------ RECORDED DATA ------
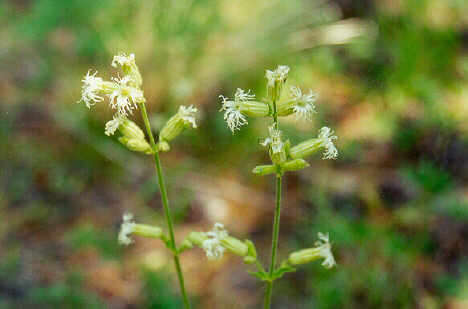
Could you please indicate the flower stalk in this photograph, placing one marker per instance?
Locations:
(165, 202)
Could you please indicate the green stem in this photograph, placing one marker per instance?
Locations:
(274, 244)
(276, 223)
(165, 202)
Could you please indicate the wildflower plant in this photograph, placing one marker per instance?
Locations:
------
▶ **EXERCISE GOAL**
The lines to copy run from the one containing "Could you please indicate the wildflower" through the last line above. Copy them exactly and include nothing else.

▶ **SOLUTION FOR THIS TASK**
Could you please indicate the wildflower plant in this photograph, placing one marker per instance?
Locations:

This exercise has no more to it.